WHAT TO DO.
Only one stretch of the data is wanted: the line containing "Where can the crowd", the line containing "Where can the ripple", and every line between them, copied exactly.

::: DATASET RECORDS :::

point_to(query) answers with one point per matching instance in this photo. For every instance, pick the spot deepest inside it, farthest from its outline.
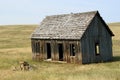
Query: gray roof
(66, 26)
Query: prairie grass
(15, 46)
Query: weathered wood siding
(42, 55)
(96, 33)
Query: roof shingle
(66, 26)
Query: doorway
(48, 50)
(60, 50)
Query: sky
(14, 12)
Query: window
(36, 47)
(72, 50)
(97, 49)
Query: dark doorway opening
(48, 50)
(72, 50)
(60, 50)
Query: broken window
(36, 47)
(97, 49)
(72, 50)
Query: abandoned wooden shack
(74, 38)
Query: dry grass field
(15, 46)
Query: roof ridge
(74, 13)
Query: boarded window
(97, 49)
(36, 47)
(72, 50)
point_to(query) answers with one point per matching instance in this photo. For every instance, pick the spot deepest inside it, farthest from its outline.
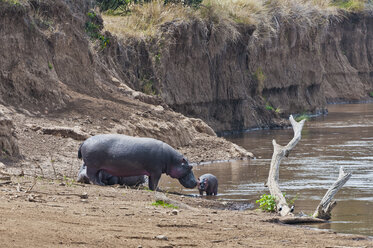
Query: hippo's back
(115, 149)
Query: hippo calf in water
(124, 156)
(208, 183)
(108, 179)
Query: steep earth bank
(234, 79)
(56, 90)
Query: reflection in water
(343, 138)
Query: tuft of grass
(350, 5)
(302, 117)
(267, 203)
(148, 87)
(164, 204)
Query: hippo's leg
(216, 190)
(82, 175)
(153, 181)
(94, 177)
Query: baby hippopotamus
(208, 183)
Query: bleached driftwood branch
(279, 152)
(323, 210)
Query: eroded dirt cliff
(235, 79)
(58, 89)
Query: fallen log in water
(323, 211)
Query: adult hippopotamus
(108, 179)
(123, 156)
(208, 183)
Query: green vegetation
(302, 117)
(12, 2)
(292, 200)
(267, 203)
(148, 87)
(163, 204)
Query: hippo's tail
(80, 151)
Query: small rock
(84, 195)
(161, 237)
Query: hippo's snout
(188, 181)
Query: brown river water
(344, 137)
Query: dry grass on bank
(267, 15)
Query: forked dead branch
(323, 211)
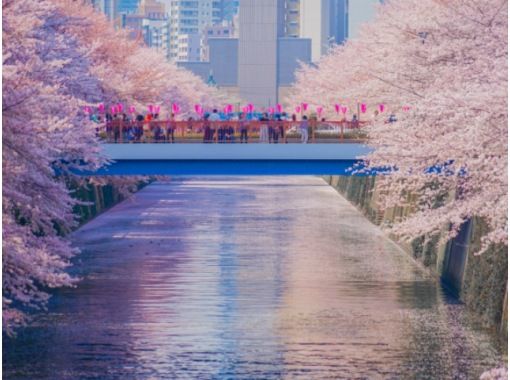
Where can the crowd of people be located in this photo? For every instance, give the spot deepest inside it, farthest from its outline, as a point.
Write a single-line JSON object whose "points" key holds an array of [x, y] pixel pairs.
{"points": [[214, 127]]}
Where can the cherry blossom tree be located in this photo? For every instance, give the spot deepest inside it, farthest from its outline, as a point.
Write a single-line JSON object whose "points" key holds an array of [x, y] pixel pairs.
{"points": [[59, 55], [441, 68]]}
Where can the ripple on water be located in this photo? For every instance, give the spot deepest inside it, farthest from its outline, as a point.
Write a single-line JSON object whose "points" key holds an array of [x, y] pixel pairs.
{"points": [[223, 278]]}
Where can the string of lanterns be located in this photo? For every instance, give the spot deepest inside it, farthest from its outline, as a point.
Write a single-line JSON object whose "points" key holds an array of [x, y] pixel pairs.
{"points": [[248, 109]]}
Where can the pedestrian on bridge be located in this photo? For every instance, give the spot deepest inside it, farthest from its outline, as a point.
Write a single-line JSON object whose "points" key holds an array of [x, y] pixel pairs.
{"points": [[264, 130], [303, 127], [243, 123]]}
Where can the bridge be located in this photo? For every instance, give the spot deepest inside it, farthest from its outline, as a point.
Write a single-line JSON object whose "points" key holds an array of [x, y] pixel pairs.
{"points": [[173, 148]]}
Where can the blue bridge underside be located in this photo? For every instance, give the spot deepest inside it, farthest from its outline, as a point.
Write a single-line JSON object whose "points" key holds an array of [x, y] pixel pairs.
{"points": [[226, 167]]}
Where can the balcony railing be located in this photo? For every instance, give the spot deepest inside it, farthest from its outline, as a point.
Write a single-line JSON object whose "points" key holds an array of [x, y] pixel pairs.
{"points": [[168, 131]]}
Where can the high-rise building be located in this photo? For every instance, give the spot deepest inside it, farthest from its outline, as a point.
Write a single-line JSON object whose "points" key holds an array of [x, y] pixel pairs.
{"points": [[325, 22], [225, 10], [292, 19], [150, 24], [258, 66], [127, 6], [224, 30], [360, 12], [190, 18], [188, 47], [108, 7], [260, 26]]}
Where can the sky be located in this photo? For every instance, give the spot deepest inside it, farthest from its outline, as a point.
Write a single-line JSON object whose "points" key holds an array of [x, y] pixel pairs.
{"points": [[360, 11]]}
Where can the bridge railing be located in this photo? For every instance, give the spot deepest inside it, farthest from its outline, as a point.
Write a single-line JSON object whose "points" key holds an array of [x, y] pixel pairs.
{"points": [[169, 131]]}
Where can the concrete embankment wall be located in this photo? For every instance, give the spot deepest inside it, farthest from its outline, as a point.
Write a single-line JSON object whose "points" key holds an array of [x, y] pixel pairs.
{"points": [[99, 198], [478, 281]]}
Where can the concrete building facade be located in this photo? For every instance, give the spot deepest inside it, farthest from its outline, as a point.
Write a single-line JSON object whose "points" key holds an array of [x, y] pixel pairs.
{"points": [[325, 22], [259, 66]]}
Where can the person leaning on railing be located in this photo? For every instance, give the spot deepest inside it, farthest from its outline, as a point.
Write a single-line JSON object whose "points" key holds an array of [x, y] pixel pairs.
{"points": [[170, 131], [264, 130], [243, 124], [303, 127]]}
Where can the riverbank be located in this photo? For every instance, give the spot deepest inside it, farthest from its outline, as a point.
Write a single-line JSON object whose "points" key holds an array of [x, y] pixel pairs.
{"points": [[478, 281]]}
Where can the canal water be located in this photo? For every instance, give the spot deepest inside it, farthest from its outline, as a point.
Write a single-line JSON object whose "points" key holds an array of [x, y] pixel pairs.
{"points": [[246, 278]]}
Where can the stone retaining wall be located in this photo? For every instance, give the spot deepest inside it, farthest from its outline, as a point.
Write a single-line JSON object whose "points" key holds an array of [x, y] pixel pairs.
{"points": [[478, 281]]}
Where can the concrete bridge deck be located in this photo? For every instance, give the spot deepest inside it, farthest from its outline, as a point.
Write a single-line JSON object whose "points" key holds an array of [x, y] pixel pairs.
{"points": [[231, 159]]}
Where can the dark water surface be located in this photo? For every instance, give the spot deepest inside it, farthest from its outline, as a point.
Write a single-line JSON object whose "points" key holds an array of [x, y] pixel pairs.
{"points": [[246, 278]]}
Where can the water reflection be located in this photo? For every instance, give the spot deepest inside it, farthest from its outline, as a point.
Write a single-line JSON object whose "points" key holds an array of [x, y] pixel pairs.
{"points": [[246, 278]]}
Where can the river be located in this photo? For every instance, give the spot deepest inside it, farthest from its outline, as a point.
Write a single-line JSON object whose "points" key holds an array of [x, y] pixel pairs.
{"points": [[246, 278]]}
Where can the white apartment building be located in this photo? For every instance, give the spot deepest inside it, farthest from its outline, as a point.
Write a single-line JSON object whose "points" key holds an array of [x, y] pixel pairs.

:::

WRITTEN ANSWER.
Where can the crowd of people be located in this photo? For every instance, give the spot deepest inside it, farthest from its outline, as a point.
Write a single-line JSON object whose "points" key holds an array of [x, y] pixel pairs.
{"points": [[214, 127]]}
Where can the cherry blossom tree be located in this photo? For every instance, give the spot deepest inside it, farthest from its outline, as a point.
Write a single-line JSON object whose "points" key holds an array of [x, y] pixel pairs.
{"points": [[59, 55], [441, 68]]}
Where can the ripple on water be located in this photo? For every instance, give the spot deepest inside it, farthest from its outline, as a point.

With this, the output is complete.